Rows from a pointing dataset:
┄┄┄┄┄┄┄┄┄┄
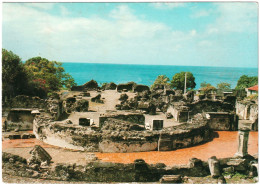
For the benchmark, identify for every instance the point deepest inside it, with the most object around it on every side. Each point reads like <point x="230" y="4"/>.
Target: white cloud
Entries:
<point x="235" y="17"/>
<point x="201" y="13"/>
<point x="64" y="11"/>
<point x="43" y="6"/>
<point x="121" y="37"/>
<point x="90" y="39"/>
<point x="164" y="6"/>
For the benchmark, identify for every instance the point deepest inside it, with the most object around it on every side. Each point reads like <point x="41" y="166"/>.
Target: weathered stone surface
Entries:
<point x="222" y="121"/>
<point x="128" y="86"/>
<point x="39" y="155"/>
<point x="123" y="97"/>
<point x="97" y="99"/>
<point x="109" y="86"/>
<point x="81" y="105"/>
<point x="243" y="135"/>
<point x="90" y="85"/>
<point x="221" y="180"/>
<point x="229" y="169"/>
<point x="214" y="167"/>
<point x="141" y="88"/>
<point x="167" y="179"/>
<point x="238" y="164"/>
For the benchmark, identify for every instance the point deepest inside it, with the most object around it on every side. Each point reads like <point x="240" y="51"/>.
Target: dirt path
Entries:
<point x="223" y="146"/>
┄┄┄┄┄┄┄┄┄┄
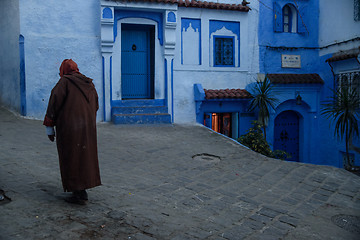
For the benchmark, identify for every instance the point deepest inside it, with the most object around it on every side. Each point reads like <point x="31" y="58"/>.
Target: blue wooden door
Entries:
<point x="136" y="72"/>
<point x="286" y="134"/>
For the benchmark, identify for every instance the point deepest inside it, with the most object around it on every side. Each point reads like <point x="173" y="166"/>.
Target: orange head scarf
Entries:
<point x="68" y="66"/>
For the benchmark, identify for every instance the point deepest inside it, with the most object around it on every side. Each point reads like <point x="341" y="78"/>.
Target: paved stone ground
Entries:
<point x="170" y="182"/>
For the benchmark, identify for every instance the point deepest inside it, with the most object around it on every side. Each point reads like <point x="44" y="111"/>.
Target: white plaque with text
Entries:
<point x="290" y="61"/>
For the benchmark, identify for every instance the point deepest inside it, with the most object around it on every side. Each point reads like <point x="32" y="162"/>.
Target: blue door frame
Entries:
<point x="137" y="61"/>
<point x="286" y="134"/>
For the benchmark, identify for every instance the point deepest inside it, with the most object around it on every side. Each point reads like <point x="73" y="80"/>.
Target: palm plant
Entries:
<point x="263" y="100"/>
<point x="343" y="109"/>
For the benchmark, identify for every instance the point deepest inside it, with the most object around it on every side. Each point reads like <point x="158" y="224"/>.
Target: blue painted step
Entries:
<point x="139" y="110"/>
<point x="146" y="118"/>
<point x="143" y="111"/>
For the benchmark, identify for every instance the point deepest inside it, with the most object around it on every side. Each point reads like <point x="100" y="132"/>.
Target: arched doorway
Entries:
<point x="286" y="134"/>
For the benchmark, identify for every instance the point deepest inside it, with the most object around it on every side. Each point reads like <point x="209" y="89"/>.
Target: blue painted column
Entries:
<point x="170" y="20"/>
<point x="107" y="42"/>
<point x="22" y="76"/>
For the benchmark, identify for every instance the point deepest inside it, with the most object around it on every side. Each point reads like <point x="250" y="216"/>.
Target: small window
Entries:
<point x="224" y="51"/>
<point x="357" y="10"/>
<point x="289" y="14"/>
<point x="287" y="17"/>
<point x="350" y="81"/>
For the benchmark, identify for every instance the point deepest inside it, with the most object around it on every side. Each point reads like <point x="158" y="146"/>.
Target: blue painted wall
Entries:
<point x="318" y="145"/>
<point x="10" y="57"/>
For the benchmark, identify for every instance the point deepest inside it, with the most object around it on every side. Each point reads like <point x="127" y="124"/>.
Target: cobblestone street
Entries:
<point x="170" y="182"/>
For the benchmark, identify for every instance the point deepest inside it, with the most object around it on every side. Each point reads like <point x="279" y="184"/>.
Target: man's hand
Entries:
┄┄┄┄┄┄┄┄┄┄
_Stated task:_
Which lines in the listing contain the word "painted"? List each one, treating case as significant.

_Answer below:_
Target: blue painted step
Target: blue painted column
Target: blue painted wall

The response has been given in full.